*Task description:* What follows is a listing; give it again exactly, in its entirety.

════════════════════

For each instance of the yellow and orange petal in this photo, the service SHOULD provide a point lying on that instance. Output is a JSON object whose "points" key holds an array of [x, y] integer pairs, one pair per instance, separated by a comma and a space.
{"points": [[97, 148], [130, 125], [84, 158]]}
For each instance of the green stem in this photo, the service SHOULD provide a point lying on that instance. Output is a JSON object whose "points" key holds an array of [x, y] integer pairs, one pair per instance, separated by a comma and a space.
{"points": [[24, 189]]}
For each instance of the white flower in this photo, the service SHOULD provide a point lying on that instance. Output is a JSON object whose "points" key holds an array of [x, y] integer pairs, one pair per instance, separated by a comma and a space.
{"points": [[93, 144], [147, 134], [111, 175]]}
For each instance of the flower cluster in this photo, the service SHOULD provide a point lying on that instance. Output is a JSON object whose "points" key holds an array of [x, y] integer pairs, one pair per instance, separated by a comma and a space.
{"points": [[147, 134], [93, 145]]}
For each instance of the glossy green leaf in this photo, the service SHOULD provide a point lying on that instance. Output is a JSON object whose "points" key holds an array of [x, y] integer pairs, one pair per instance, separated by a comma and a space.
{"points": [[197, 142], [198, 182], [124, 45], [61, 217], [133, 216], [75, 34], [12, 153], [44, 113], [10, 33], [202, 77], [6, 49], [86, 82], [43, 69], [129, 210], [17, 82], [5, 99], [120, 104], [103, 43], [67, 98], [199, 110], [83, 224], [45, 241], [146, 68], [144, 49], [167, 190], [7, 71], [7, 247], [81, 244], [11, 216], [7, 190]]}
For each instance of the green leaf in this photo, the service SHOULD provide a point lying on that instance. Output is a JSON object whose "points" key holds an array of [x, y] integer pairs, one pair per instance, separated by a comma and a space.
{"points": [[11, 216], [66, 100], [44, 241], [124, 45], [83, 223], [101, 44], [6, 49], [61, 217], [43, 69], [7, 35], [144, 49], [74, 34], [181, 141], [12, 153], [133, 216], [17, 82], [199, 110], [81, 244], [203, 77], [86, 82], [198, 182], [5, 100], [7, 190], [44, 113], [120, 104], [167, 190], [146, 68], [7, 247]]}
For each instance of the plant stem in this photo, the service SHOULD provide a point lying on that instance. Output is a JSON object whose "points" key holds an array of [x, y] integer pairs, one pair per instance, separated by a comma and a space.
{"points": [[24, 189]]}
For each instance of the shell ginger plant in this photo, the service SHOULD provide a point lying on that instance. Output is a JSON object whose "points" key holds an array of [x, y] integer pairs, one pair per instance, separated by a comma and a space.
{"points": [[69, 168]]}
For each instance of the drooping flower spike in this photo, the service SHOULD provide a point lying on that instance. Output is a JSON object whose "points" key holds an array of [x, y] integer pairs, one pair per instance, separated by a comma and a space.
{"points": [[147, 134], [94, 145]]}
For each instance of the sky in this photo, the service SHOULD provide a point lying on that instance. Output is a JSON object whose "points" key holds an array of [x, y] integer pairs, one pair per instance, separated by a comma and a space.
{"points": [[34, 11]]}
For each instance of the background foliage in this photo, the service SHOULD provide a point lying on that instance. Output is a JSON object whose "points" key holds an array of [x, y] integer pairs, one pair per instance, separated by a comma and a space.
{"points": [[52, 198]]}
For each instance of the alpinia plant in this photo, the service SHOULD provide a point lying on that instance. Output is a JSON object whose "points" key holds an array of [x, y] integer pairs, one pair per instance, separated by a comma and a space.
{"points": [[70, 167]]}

════════════════════

*Worked answer:*
For each instance of the yellow and orange petal in this photo, the service SHOULD provide a point lying on that instance. Output is a JSON object whose "points" key holds an array of [x, y] integer pairs, one pair per instance, separated by a comma and a space.
{"points": [[97, 148], [130, 125], [84, 158]]}
For each instance of the green stem in this photo, the service SHOULD provide a point lying on that instance. Output is a JSON object whose "points" key holds an array of [x, y] integer pairs, one pair per instance, separated by a comma and a space.
{"points": [[24, 189]]}
For each instance of the white flower in this photo, the service SHOULD provide a point lying on that instance. Output is a JSON object whose "points" key holds an array of [x, y] integer pairs, one pair per instance, separated by a comma and a space.
{"points": [[93, 144], [147, 134], [111, 175]]}
For each instance of the flower cluster in this photo, the service SHOULD provide a point lying on that instance. Output is a JSON object whose "points" key holds an array of [x, y] integer pairs, one pair per instance, separated by a comma and a space.
{"points": [[147, 134], [93, 145]]}
For each instance of the glossy green leaf in this photo, the service SHOULD provide a point lying on that instance. Output is a JSON object whose "points" key holds an array of [x, y] integer pairs, one pair per instance, separated by a comma and a space.
{"points": [[197, 142], [198, 182], [124, 45], [61, 217], [133, 216], [75, 34], [12, 153], [44, 113], [10, 33], [202, 77], [6, 49], [86, 82], [43, 69], [129, 210], [17, 82], [5, 99], [120, 104], [103, 43], [67, 98], [199, 110], [83, 224], [45, 241], [146, 68], [144, 49], [167, 190], [7, 71], [7, 247], [81, 244], [11, 216], [7, 190]]}
For each instance of the green leaf in this photo, the service SHOULD provide a point lying on that instance. Output is a JSON object whose "points" key holds an array of [x, y] integer pairs, one pair per instance, separated by a comma and a space.
{"points": [[11, 216], [66, 100], [44, 241], [124, 45], [83, 223], [101, 44], [6, 49], [61, 217], [43, 69], [7, 35], [144, 49], [74, 34], [181, 141], [12, 153], [133, 216], [17, 82], [199, 110], [81, 244], [203, 77], [86, 82], [198, 182], [5, 100], [7, 190], [44, 113], [120, 104], [167, 190], [146, 68], [7, 247]]}
For each instance of the plant stem in this photo, the service SHOULD provide a point lying on that instance. Output is a JSON object whose "points" key holds an array of [x, y] integer pairs, one pair per instance, separated by a comma and a space.
{"points": [[24, 189]]}
For each instance of the shell ginger plant in this photo, the service SHOULD provide a point lying on that instance. Output is a JSON object whose "points" key holds an array of [x, y] integer pairs, one pair per instance, separated by a comma and a space.
{"points": [[69, 168]]}
For each instance of the drooping flower spike in this photo, the service SHOULD provide a point lying on that instance. Output is a JSON object whose "points" key holds an array of [x, y] integer pairs, one pair per instance, separated by a comma and a space.
{"points": [[147, 134], [94, 145]]}
For each instance of the sky in this photo, the service SHOULD provide a point lying on that instance. Output is a JSON object whose "points" key holds an array of [x, y] integer pairs, one pair per instance, separated by a comma and a space.
{"points": [[34, 11]]}
For each instance of the background foliage in this photo, the service SHOULD provide a point lying on that instance. Output is a JSON object whose "points" key holds an array of [x, y] integer pairs, one pair per instance, separated by a comma and a space.
{"points": [[52, 198]]}
For each instance of the alpinia plant in this photo, the service SHOULD provide a point lying on that instance. Output is a JSON object whose "points" key holds an array of [x, y] integer pairs, one pair per instance, separated by a comma and a space.
{"points": [[70, 167]]}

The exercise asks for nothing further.